*Aim of the task*
Here are some records. Copy each one exactly.

*Input records*
===============

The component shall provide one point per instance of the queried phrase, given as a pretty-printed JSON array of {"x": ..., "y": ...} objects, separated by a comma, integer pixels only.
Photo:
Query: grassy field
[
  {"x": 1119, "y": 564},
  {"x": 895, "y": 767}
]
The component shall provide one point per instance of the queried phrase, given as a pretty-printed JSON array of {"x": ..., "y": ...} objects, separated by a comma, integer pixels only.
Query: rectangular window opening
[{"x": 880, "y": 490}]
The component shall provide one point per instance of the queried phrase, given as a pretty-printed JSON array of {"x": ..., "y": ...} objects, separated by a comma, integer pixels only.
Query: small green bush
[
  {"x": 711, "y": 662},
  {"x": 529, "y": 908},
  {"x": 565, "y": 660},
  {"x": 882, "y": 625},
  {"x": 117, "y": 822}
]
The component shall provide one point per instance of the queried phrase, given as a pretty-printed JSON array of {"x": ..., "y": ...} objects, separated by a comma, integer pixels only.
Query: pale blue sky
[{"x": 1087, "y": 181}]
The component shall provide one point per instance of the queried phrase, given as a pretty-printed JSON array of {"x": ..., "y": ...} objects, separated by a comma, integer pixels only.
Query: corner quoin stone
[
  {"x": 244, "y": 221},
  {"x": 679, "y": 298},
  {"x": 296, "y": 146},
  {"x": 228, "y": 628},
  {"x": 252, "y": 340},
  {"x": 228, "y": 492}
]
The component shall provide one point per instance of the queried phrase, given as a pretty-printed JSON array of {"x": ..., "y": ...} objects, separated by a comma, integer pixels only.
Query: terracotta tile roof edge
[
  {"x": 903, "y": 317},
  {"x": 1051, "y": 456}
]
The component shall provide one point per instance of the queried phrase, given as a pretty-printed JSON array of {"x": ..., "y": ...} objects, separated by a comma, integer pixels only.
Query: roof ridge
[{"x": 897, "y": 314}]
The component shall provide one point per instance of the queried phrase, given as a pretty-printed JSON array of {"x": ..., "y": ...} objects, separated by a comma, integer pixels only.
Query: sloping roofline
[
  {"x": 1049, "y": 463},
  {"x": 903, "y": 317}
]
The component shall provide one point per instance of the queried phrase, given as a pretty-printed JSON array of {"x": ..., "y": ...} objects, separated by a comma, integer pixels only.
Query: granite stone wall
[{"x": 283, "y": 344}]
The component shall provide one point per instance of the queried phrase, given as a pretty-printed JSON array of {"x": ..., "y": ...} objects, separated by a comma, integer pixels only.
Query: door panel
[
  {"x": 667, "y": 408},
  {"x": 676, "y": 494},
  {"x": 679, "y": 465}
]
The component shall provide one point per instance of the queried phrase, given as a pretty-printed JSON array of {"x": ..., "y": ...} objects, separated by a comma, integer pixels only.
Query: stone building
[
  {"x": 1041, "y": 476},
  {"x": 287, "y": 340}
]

===============

*Answer below*
The component shall provide one point per instance of the queried phrase, given as a pretty-printed JSON array of {"x": ..., "y": ...} objects, separated by a comma, integer pixels only.
Photo:
Query: grassy field
[
  {"x": 1119, "y": 564},
  {"x": 895, "y": 767}
]
The component shall provide one point per instance of the queried phrase, given as a pretty-printed JSON array of {"x": ..., "y": ...} objects, separated by a comma, integer pixels only.
Query: rectangular window opening
[{"x": 880, "y": 490}]
The component shall provide one point per instance of the queried phrase, given as a pretty-printed JSON array of {"x": ..., "y": ...} objects, separated by a comma, integer pixels only.
Query: small green bush
[
  {"x": 711, "y": 662},
  {"x": 529, "y": 908},
  {"x": 565, "y": 660},
  {"x": 882, "y": 625},
  {"x": 117, "y": 822}
]
The component shall provide one point per instance of the queried phrase, given as a pretty-printed JSON array of {"x": ..., "y": ...} objects, separated by a comma, integer pixels only.
Query: pale blue sky
[{"x": 1087, "y": 181}]
The component shall provide one point per instance of the queried phrase, given as a pretty-printed JSON array of {"x": ..., "y": ...} objects, separated by a comma, integer pixels only.
Query: corner quoin stone
[
  {"x": 244, "y": 221},
  {"x": 679, "y": 298},
  {"x": 296, "y": 146},
  {"x": 228, "y": 628},
  {"x": 252, "y": 340},
  {"x": 228, "y": 492}
]
The component shall provide one point per instance of the queried phrase, given as a pretty-printed JSON array of {"x": ..., "y": ...} objects, separated by a comma, integer pixels only.
Query: terracotta tile roof edge
[
  {"x": 903, "y": 317},
  {"x": 1051, "y": 456}
]
The component shall provide one point per instance of the queried phrase, given as a pretty-printed JSON array of {"x": ..., "y": ...} objects, separated by a comma, integer pixels only.
Query: roof ridge
[{"x": 897, "y": 314}]
The component shall provide one point per instance of the queried phrase, given as a pretty-printed JSON array of {"x": ..., "y": ...} objects, separated by a comma, integer pixels only.
Query: sloping roofline
[
  {"x": 1049, "y": 463},
  {"x": 903, "y": 317}
]
The component shall provide one point per instance of the queried phrase, given as a pretty-printed JSON array of {"x": ..., "y": ...} objects, separated by a comma, integer pixels only.
Query: granite stone wall
[{"x": 283, "y": 344}]
The component shall provide one point per instance of the queried phrase, given as a pretty-printed JSON array of {"x": ..., "y": ...} objects, separated by a comma, integer pixels only.
Query: door panel
[
  {"x": 667, "y": 408},
  {"x": 676, "y": 494},
  {"x": 679, "y": 465}
]
The component shall provide one point per instance of the queried phrase, given as a pretty-printed JSON array of {"x": ..., "y": ...} objects, separated by a comma, integer pixels only.
Query: stone building
[
  {"x": 1041, "y": 476},
  {"x": 287, "y": 340}
]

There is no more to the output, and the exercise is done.